Task goal: Locate each line in the entries below that contains the string "blade", and copy those lines. Only matches with the same capitalization count.

Provided records:
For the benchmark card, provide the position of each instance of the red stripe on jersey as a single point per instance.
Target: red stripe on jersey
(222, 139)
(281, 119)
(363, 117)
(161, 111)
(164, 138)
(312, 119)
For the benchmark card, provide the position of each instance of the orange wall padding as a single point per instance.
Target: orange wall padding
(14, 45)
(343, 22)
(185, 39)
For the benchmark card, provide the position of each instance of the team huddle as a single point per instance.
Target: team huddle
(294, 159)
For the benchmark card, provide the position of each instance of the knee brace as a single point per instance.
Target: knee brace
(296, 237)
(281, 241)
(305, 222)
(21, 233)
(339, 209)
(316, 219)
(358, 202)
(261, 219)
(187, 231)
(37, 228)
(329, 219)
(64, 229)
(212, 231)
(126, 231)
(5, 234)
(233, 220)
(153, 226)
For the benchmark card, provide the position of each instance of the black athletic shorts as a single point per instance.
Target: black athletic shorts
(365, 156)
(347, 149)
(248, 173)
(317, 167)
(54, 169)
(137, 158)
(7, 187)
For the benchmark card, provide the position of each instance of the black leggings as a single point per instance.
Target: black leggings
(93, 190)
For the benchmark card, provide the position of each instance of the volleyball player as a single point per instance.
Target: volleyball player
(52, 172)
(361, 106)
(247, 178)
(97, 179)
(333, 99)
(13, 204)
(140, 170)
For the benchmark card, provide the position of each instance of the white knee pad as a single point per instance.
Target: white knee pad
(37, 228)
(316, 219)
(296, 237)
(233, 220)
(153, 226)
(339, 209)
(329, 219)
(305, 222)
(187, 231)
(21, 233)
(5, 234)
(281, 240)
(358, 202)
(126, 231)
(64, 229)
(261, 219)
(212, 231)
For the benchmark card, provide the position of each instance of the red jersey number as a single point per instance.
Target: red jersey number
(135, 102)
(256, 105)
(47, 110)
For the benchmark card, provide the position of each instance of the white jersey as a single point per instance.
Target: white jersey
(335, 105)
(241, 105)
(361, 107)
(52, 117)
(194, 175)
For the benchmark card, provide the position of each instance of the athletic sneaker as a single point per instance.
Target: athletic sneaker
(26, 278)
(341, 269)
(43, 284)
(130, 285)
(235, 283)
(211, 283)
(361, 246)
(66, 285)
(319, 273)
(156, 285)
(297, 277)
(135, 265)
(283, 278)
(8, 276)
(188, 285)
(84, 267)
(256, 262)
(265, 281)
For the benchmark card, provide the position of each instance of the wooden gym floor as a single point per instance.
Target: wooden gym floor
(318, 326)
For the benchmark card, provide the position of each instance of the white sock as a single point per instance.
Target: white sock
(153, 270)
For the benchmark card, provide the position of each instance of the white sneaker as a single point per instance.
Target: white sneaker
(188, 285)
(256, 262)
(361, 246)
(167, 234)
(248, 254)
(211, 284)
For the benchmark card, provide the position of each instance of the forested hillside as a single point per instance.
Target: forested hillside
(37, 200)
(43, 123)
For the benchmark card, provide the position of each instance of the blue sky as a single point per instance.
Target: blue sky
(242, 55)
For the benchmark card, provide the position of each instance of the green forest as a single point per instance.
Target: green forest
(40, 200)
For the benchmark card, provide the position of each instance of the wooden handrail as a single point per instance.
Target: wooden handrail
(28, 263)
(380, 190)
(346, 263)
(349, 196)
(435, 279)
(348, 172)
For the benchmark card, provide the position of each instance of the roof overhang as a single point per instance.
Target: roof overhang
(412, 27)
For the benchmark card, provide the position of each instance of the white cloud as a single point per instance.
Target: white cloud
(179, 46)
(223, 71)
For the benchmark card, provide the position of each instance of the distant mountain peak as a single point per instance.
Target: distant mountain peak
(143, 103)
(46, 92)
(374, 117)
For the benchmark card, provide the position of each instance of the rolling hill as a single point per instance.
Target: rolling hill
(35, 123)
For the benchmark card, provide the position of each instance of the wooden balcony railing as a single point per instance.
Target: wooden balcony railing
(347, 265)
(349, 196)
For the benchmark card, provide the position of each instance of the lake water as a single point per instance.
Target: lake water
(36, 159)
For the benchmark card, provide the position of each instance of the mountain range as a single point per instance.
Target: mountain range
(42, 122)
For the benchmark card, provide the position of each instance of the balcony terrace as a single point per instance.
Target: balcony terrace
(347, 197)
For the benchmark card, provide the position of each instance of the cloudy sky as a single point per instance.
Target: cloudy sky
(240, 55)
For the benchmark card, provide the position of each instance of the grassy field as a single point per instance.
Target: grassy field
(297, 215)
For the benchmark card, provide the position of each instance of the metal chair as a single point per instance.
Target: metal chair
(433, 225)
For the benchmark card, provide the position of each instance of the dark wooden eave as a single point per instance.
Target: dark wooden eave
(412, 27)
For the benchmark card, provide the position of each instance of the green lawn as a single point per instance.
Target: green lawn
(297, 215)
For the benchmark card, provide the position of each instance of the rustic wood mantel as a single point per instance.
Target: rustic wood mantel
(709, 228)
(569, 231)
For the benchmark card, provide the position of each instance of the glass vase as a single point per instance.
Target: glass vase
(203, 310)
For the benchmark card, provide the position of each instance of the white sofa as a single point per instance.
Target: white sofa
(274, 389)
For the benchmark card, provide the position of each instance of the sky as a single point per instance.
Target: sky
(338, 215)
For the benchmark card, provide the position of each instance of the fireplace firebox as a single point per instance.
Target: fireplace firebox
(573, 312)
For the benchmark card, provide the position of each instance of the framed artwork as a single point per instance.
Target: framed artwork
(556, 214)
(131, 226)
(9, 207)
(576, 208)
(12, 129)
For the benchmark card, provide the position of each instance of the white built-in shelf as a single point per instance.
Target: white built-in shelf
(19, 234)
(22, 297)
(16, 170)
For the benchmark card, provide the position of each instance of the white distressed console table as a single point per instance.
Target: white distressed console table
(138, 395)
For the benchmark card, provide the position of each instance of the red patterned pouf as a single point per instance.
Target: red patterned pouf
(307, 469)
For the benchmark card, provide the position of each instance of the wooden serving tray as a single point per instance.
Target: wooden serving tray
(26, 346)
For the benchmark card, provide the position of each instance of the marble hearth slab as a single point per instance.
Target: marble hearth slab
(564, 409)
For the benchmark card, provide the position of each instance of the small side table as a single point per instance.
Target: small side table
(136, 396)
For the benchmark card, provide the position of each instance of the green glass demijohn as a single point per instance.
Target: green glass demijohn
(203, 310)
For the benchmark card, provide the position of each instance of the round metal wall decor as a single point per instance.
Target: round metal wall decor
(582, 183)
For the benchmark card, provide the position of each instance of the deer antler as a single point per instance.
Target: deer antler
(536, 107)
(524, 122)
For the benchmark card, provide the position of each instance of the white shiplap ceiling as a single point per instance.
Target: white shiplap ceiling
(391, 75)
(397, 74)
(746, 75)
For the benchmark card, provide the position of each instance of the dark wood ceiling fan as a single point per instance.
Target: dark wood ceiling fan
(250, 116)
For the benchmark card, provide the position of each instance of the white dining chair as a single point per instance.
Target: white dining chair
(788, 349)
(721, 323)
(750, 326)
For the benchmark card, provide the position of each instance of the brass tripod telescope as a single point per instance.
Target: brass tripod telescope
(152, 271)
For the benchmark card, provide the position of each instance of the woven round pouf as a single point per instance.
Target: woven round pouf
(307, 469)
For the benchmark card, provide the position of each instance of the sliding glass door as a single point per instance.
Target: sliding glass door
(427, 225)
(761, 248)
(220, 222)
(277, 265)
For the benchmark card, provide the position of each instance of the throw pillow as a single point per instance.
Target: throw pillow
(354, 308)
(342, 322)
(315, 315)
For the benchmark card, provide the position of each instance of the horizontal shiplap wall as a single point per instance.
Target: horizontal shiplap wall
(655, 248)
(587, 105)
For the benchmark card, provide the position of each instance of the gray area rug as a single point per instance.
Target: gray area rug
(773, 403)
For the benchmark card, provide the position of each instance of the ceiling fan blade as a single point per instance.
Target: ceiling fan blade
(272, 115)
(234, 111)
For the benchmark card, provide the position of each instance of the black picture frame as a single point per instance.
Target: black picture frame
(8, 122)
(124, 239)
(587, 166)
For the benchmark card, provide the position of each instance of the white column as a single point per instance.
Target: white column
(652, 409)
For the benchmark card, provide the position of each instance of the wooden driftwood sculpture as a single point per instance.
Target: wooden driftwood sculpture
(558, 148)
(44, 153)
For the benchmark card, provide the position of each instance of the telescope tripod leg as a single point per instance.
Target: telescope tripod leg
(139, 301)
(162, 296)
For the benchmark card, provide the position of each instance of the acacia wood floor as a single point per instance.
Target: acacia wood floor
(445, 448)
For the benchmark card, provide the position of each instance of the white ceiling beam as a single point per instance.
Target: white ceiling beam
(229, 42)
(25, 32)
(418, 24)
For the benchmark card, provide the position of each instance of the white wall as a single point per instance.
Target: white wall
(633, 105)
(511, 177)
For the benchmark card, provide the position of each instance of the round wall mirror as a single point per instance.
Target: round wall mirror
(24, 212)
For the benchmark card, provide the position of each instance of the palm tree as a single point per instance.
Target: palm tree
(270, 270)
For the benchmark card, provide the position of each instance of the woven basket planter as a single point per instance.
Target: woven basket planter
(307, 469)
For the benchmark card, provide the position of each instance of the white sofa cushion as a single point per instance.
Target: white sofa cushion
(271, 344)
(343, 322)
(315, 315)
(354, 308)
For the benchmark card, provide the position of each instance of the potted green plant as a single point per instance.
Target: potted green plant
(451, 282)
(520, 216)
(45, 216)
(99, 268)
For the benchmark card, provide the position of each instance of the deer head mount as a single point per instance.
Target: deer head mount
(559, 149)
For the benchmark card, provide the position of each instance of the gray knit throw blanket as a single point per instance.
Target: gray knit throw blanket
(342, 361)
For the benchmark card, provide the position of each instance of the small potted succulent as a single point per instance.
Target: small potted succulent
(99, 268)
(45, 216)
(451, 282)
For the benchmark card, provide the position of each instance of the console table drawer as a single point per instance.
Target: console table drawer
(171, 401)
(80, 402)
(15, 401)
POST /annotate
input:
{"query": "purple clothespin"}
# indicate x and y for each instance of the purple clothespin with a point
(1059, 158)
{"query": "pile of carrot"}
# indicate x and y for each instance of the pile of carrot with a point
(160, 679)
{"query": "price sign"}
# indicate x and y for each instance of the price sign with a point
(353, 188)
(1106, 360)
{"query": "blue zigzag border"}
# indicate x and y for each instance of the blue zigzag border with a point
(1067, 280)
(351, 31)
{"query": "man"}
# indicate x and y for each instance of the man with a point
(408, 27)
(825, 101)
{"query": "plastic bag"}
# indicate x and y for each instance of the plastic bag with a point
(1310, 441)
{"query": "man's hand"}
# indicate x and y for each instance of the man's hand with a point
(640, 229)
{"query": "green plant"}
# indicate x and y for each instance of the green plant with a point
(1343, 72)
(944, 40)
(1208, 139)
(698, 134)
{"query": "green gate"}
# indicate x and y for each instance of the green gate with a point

In response:
For the benchmark card, provide the position of each instance of the ceiling fan blade as a single point per instance.
Target: ceiling fan blade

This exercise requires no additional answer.